== INPUT ROWS ==

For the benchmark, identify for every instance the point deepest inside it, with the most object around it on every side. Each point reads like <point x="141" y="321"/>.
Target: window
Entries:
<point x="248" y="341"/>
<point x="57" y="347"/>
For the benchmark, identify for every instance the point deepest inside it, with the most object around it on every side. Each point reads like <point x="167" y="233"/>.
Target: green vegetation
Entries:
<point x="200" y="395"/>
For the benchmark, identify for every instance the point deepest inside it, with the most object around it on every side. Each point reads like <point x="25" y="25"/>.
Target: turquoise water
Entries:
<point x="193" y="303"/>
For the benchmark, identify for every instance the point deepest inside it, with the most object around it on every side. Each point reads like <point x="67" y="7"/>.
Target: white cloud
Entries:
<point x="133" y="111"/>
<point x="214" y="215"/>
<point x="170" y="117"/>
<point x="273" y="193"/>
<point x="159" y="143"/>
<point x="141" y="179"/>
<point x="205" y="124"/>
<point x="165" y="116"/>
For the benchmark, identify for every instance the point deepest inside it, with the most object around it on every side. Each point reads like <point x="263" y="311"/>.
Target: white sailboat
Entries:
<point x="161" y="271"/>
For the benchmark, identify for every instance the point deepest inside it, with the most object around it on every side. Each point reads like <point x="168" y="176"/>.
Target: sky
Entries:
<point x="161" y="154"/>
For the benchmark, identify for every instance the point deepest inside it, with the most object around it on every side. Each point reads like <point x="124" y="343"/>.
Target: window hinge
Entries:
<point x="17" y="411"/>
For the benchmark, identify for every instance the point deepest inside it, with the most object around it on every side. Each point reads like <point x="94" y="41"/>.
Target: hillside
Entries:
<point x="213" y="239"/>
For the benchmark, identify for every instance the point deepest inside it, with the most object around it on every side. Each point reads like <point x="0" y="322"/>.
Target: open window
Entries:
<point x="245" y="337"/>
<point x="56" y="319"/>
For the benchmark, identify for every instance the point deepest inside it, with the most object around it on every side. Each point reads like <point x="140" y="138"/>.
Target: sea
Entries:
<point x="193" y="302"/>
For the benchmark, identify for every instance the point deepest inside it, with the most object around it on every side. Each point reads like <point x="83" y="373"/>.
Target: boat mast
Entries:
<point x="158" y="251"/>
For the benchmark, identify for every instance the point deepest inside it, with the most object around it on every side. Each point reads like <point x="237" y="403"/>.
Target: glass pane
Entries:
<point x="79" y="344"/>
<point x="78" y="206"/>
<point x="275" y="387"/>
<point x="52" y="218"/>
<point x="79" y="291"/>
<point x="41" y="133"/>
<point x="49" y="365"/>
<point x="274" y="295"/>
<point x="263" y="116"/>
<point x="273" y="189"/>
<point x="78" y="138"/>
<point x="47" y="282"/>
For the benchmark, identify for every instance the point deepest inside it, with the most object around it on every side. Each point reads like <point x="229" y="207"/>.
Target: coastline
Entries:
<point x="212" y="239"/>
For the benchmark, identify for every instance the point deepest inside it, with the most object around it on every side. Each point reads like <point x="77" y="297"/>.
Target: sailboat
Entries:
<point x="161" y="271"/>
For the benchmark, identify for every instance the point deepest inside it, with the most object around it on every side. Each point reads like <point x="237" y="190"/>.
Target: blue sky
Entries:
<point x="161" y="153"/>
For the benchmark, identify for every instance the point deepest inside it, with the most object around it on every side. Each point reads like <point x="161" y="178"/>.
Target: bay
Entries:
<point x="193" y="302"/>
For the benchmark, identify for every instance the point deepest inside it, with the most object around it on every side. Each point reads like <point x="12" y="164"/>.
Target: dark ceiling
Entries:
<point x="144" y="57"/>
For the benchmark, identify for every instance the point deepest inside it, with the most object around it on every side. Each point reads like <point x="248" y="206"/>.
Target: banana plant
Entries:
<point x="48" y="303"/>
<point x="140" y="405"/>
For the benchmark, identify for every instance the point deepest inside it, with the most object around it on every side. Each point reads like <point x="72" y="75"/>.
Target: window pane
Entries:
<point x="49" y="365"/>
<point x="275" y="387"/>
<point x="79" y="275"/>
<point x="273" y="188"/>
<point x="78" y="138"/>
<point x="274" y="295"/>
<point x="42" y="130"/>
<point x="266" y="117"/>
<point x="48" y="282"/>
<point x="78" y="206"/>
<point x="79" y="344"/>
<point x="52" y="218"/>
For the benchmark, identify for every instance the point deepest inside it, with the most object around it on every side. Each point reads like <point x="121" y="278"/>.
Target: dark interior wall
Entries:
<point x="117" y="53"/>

===

**JOB**
Please output the entire listing exactly as it stands.

**OUTPUT FOR THIS TASK**
For the benchmark, identify for every instance the point deepest inside it, with the most object around it on every side. Each point reads like <point x="141" y="321"/>.
Target: window
Entries:
<point x="248" y="341"/>
<point x="57" y="347"/>
For the benchmark, identify for every instance the point deepest inside it, with the most object around it on every side. Each point reads like <point x="167" y="233"/>.
Target: green vegetation
Entries:
<point x="200" y="395"/>
For the benchmark, identify for every instance the point deepest inside it, with the most object around it on every side. Each point reads like <point x="25" y="25"/>.
Target: turquoise water
Entries:
<point x="193" y="303"/>
For the benchmark, identify for every instance the point deepest inside it, with the most object around it on every side. Each point reads like <point x="67" y="7"/>.
Target: white cloud
Entries:
<point x="133" y="111"/>
<point x="214" y="215"/>
<point x="170" y="117"/>
<point x="273" y="193"/>
<point x="159" y="143"/>
<point x="141" y="179"/>
<point x="205" y="124"/>
<point x="165" y="116"/>
For the benchmark, identify for every instance the point deepest inside it, with the most object around it on every side. Each point reads like <point x="263" y="311"/>.
Target: white sailboat
Entries:
<point x="161" y="271"/>
For the benchmark, identify for every instance the point deepest inside it, with the most object around it on every side. Each point reads like <point x="168" y="176"/>.
Target: sky
Entries:
<point x="161" y="154"/>
For the benchmark, identify for every instance the point deepest inside it, with the most object around it on every side. Each point reads like <point x="124" y="343"/>.
Target: window hinge
Entries:
<point x="17" y="411"/>
For the benchmark, identify for every instance the point deepest inside it, with the most object around it on every side. Each point reads like <point x="94" y="41"/>.
Target: hillside
Entries:
<point x="213" y="239"/>
For the benchmark, identify for every instance the point deepest inside it, with the most object around it on every side. Each point reads like <point x="0" y="322"/>.
Target: open window
Entries:
<point x="245" y="337"/>
<point x="56" y="319"/>
For the benchmark, identify for every instance the point deepest inside it, with the most object around it on every side. Each point reads like <point x="140" y="138"/>.
Target: sea
Entries:
<point x="193" y="302"/>
For the benchmark, identify for every instance the point deepest inside it, with the most object around it on every side. Each point reads like <point x="83" y="373"/>.
Target: boat mast
Entries:
<point x="158" y="251"/>
For the benchmark, identify for every instance the point deepest inside it, with the most object around it on every side. Each point reads like <point x="237" y="403"/>.
Target: glass pane
Entries:
<point x="79" y="344"/>
<point x="78" y="206"/>
<point x="275" y="387"/>
<point x="52" y="218"/>
<point x="79" y="291"/>
<point x="41" y="133"/>
<point x="49" y="365"/>
<point x="274" y="295"/>
<point x="263" y="116"/>
<point x="273" y="189"/>
<point x="78" y="138"/>
<point x="47" y="282"/>
For the benchmark, identify for every instance the point deepest inside it, with the most object around it on every side. Each point reads like <point x="229" y="207"/>.
Target: coastline
Entries:
<point x="212" y="239"/>
For the benchmark, identify for every instance the point deepest inside it, with the most object around it on every side. Each point reads like <point x="77" y="297"/>.
Target: sailboat
Entries:
<point x="161" y="271"/>
For the benchmark, identify for every instance the point deepest inside it, with the most object around it on every side. Each point reads like <point x="237" y="190"/>.
Target: blue sky
Entries:
<point x="161" y="153"/>
For the benchmark, identify for every instance the point deepest inside it, with the most object around it on every side. Each point reads like <point x="161" y="178"/>.
Target: bay
Entries:
<point x="193" y="302"/>
For the benchmark, identify for every instance the point deepest inside it, with the most object around it on every side. Each point reads like <point x="12" y="164"/>.
Target: dark ceiling
Entries:
<point x="144" y="57"/>
For the benchmark, identify for every instance the point deepest inside it, with the most object around it on every side. Each point reads like <point x="248" y="206"/>.
Target: banana plant
Entries:
<point x="48" y="303"/>
<point x="140" y="405"/>
For the benchmark, identify for every instance the point deepest inside it, with the most object around it on every side. Each point reads like <point x="72" y="75"/>.
Target: window pane
Entries:
<point x="49" y="365"/>
<point x="275" y="387"/>
<point x="79" y="275"/>
<point x="273" y="188"/>
<point x="78" y="138"/>
<point x="274" y="295"/>
<point x="42" y="130"/>
<point x="266" y="117"/>
<point x="48" y="282"/>
<point x="78" y="206"/>
<point x="79" y="344"/>
<point x="52" y="218"/>
For the benchmark, identify for every instance the point deepest inside it, with the most object around it on every side. Each point reads like <point x="121" y="278"/>.
Target: dark interior wall
Entries:
<point x="117" y="53"/>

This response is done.